### OBJECTIVE
Convert everything in the listing, from its start down to the line containing "<point>757,567</point>", inclusive at both ends, into a numbered list with blank lines omitted. Leave the pictures out.

####################

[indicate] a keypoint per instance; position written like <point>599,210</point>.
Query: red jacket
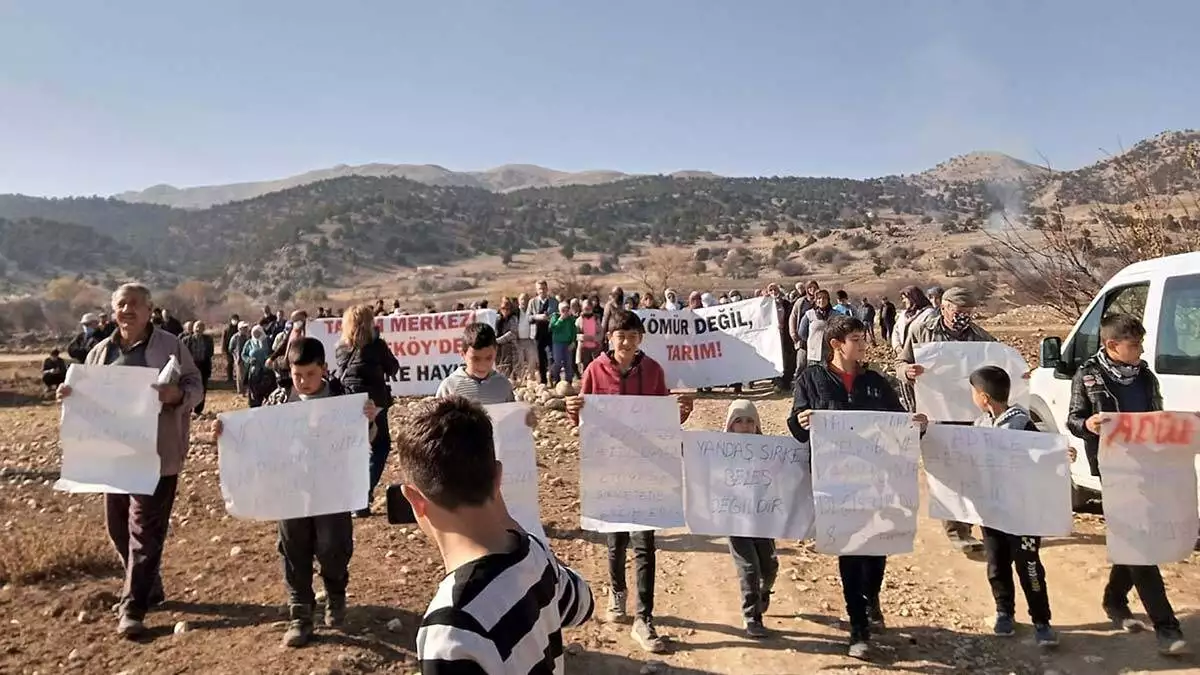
<point>643,378</point>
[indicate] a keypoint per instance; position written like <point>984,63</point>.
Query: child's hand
<point>574,405</point>
<point>687,402</point>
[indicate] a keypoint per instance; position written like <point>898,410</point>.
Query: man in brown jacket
<point>953,323</point>
<point>137,524</point>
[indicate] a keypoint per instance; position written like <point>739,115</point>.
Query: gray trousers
<point>327,538</point>
<point>757,567</point>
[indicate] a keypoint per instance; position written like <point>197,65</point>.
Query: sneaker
<point>335,611</point>
<point>1171,643</point>
<point>617,611</point>
<point>875,616</point>
<point>130,627</point>
<point>755,628</point>
<point>1044,635</point>
<point>1003,626</point>
<point>300,626</point>
<point>1122,620</point>
<point>859,646</point>
<point>647,637</point>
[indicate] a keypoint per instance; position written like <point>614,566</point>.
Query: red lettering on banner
<point>427,322</point>
<point>425,347</point>
<point>1163,429</point>
<point>694,352</point>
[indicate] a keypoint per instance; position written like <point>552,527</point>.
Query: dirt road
<point>223,583</point>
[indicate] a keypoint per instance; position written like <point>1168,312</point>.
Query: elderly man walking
<point>137,524</point>
<point>954,323</point>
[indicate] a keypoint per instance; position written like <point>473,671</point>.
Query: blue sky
<point>97,97</point>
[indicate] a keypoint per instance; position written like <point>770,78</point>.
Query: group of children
<point>505,598</point>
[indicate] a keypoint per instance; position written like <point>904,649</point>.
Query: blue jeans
<point>381,447</point>
<point>563,359</point>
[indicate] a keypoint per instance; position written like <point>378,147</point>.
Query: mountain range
<point>323,230</point>
<point>507,178</point>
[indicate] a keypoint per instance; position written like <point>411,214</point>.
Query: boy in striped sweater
<point>505,598</point>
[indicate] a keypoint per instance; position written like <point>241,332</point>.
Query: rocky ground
<point>225,610</point>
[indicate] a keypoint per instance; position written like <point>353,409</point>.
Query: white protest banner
<point>295,460</point>
<point>427,346</point>
<point>1017,482</point>
<point>943,392</point>
<point>718,345</point>
<point>109,430</point>
<point>1149,476</point>
<point>519,481</point>
<point>630,470</point>
<point>747,485</point>
<point>864,482</point>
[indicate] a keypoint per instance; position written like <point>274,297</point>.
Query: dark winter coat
<point>1092,392</point>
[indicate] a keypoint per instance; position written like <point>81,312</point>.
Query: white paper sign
<point>747,485</point>
<point>515,449</point>
<point>943,392</point>
<point>109,430</point>
<point>427,346</point>
<point>295,460</point>
<point>1149,476</point>
<point>718,345</point>
<point>1017,482</point>
<point>630,465</point>
<point>864,482</point>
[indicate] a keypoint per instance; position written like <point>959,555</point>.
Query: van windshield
<point>1177,351</point>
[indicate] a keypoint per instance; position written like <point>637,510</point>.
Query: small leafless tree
<point>660,268</point>
<point>1062,263</point>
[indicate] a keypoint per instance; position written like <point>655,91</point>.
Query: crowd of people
<point>451,477</point>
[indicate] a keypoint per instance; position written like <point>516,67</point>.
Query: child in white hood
<point>754,556</point>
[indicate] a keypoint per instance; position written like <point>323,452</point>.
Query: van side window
<point>1086,341</point>
<point>1177,351</point>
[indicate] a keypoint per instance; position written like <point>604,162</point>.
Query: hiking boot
<point>300,627</point>
<point>965,543</point>
<point>1003,626</point>
<point>1171,643</point>
<point>617,611</point>
<point>859,645</point>
<point>647,637</point>
<point>156,599</point>
<point>1044,635</point>
<point>763,602</point>
<point>755,628</point>
<point>130,627</point>
<point>1122,620</point>
<point>335,611</point>
<point>875,616</point>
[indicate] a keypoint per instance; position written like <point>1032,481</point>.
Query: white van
<point>1165,294</point>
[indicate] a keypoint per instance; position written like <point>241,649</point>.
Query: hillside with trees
<point>321,234</point>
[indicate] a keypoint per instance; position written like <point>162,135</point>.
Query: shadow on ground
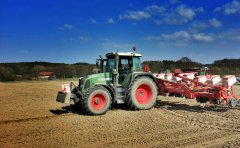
<point>76,109</point>
<point>159,104</point>
<point>185,107</point>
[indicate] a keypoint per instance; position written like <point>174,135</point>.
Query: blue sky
<point>79,30</point>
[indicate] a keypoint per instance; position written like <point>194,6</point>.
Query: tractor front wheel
<point>142,94</point>
<point>96,101</point>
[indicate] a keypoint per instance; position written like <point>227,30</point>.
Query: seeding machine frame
<point>193,89</point>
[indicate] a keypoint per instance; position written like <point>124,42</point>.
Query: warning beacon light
<point>134,48</point>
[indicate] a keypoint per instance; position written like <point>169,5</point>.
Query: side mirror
<point>97,63</point>
<point>114,71</point>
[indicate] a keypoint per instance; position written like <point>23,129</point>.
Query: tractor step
<point>63,97</point>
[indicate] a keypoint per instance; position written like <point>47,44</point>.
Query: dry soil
<point>30,117</point>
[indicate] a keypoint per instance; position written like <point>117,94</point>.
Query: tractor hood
<point>93,79</point>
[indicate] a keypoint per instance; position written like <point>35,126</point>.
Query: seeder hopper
<point>203,88</point>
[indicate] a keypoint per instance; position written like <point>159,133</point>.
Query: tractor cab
<point>120,64</point>
<point>119,79</point>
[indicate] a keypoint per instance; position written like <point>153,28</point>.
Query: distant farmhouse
<point>46,75</point>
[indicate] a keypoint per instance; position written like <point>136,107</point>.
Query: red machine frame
<point>193,89</point>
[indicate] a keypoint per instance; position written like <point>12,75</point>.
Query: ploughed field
<point>30,117</point>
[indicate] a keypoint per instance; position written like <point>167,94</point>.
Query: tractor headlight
<point>87,84</point>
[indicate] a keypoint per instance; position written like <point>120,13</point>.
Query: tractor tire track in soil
<point>173,122</point>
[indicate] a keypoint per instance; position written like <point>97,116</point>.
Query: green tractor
<point>119,79</point>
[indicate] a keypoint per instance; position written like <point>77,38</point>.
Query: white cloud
<point>155,9</point>
<point>196,26</point>
<point>230,8</point>
<point>176,36</point>
<point>174,1</point>
<point>111,46</point>
<point>84,38</point>
<point>182,14</point>
<point>66,27</point>
<point>135,15</point>
<point>182,35</point>
<point>93,21</point>
<point>145,13</point>
<point>215,22</point>
<point>202,37</point>
<point>232,34</point>
<point>110,21</point>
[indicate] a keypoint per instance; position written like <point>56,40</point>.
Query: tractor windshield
<point>110,65</point>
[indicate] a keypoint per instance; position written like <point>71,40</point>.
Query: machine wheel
<point>142,94</point>
<point>96,101</point>
<point>233,102</point>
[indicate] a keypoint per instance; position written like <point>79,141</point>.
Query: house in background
<point>46,75</point>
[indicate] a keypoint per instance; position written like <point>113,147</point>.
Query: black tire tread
<point>129,101</point>
<point>84,101</point>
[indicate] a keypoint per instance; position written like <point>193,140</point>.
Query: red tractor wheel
<point>142,94</point>
<point>96,101</point>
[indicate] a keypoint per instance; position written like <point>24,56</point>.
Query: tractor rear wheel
<point>96,101</point>
<point>142,94</point>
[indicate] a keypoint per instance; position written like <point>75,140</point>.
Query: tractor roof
<point>123,54</point>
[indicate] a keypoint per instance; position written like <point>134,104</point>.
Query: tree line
<point>30,70</point>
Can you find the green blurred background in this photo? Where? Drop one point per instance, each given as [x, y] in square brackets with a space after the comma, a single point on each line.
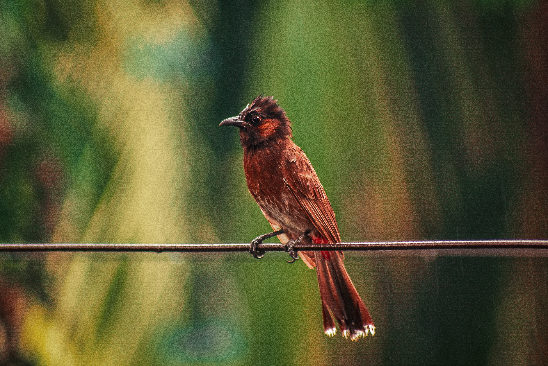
[424, 120]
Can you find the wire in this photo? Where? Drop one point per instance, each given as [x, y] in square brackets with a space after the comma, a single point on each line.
[244, 247]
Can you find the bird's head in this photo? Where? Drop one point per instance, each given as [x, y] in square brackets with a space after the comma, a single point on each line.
[261, 122]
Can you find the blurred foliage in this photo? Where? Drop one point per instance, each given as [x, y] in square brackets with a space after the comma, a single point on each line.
[424, 120]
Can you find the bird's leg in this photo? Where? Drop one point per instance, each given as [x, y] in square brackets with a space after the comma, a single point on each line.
[254, 250]
[290, 244]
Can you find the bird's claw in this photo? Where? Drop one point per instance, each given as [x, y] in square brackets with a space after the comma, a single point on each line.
[254, 248]
[289, 248]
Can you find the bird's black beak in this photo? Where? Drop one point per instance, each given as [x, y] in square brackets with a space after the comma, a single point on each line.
[232, 121]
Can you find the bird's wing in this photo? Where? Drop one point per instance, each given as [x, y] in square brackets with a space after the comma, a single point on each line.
[302, 181]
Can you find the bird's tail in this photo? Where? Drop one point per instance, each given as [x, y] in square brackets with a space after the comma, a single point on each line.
[340, 300]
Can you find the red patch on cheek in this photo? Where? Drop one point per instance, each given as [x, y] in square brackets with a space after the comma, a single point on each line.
[320, 240]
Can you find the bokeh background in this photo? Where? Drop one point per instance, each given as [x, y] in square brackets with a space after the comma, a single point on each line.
[424, 120]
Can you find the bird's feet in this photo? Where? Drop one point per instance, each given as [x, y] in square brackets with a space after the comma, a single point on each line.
[289, 247]
[254, 247]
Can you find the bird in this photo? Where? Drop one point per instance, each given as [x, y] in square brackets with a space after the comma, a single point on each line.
[288, 191]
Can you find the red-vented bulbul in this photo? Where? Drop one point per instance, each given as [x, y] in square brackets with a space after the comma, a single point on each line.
[291, 197]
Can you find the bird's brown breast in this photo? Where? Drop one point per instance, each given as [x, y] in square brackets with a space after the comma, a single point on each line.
[266, 171]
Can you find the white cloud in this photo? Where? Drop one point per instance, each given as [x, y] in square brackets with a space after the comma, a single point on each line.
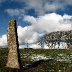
[43, 6]
[47, 23]
[1, 1]
[50, 22]
[15, 12]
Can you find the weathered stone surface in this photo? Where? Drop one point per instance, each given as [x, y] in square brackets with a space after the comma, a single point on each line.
[12, 39]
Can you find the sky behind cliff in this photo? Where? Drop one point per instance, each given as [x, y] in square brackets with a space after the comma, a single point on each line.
[34, 18]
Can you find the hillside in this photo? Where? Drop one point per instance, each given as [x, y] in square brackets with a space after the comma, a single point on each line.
[40, 60]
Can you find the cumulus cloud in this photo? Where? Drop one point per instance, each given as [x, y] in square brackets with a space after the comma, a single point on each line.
[40, 25]
[1, 1]
[43, 6]
[50, 22]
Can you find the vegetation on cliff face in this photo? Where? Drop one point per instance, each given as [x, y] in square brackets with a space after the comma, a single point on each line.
[62, 60]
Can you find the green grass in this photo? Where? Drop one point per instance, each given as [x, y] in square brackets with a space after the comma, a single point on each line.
[48, 66]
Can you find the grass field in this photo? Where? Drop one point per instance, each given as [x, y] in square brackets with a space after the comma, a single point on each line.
[61, 60]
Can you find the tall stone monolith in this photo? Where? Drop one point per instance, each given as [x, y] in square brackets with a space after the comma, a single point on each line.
[13, 60]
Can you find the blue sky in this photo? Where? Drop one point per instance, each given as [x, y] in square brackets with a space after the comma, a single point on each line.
[29, 12]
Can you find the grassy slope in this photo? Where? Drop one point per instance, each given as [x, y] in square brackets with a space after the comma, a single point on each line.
[50, 66]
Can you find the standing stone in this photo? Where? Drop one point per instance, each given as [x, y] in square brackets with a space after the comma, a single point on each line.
[12, 39]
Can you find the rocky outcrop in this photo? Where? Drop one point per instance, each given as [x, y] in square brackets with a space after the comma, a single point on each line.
[12, 39]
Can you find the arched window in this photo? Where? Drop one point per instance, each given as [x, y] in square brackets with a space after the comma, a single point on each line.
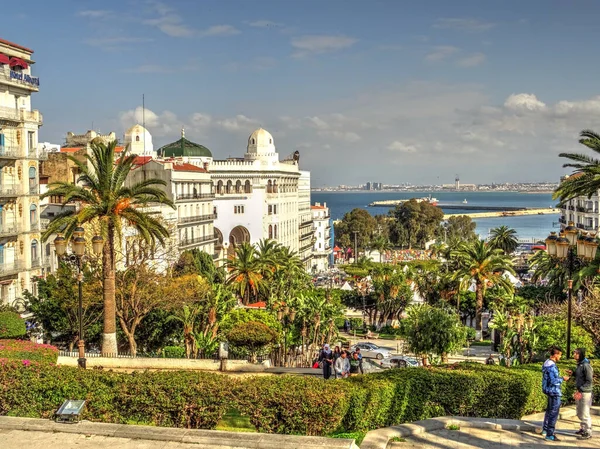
[34, 251]
[33, 215]
[32, 180]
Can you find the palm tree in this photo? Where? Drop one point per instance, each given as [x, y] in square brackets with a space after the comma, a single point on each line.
[587, 170]
[105, 199]
[245, 272]
[485, 265]
[504, 238]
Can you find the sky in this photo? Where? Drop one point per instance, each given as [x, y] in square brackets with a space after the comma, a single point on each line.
[377, 90]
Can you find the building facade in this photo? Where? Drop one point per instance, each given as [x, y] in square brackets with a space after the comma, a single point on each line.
[21, 255]
[321, 247]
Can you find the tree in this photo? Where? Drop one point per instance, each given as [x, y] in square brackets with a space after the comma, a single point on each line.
[415, 223]
[505, 239]
[459, 227]
[433, 330]
[55, 307]
[359, 221]
[251, 335]
[484, 265]
[585, 180]
[105, 199]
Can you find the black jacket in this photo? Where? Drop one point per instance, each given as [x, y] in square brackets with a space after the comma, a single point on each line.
[584, 376]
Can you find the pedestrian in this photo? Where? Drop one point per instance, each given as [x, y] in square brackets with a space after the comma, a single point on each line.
[342, 366]
[326, 358]
[551, 387]
[584, 378]
[336, 355]
[354, 365]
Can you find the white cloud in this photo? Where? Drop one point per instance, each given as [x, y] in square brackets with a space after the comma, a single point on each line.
[319, 44]
[396, 145]
[441, 52]
[220, 30]
[464, 24]
[472, 60]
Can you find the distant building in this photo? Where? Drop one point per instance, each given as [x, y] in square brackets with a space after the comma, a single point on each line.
[322, 237]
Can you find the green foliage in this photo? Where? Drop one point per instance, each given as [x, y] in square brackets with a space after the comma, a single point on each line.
[174, 352]
[12, 325]
[27, 351]
[551, 330]
[433, 330]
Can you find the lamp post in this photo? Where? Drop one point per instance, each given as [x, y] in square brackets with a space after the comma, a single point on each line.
[77, 255]
[571, 247]
[286, 316]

####################

### RESPONSE TO THE EXERCISE
1. [indicate] a keypoint per instance; position written like <point>599,210</point>.
2. Query: red jacket
3. <point>643,378</point>
4. [indicate] a keypoint per instance; position written like <point>984,63</point>.
5. Query: child's hand
6. <point>574,405</point>
7. <point>687,402</point>
8. [indicate] a keypoint per instance; position written like <point>898,410</point>.
9. Query: man in brown jacket
10. <point>953,323</point>
11. <point>137,524</point>
12. [indicate] a keypoint per instance; position written like <point>739,115</point>.
13. Query: gray trousers
14. <point>327,538</point>
15. <point>757,567</point>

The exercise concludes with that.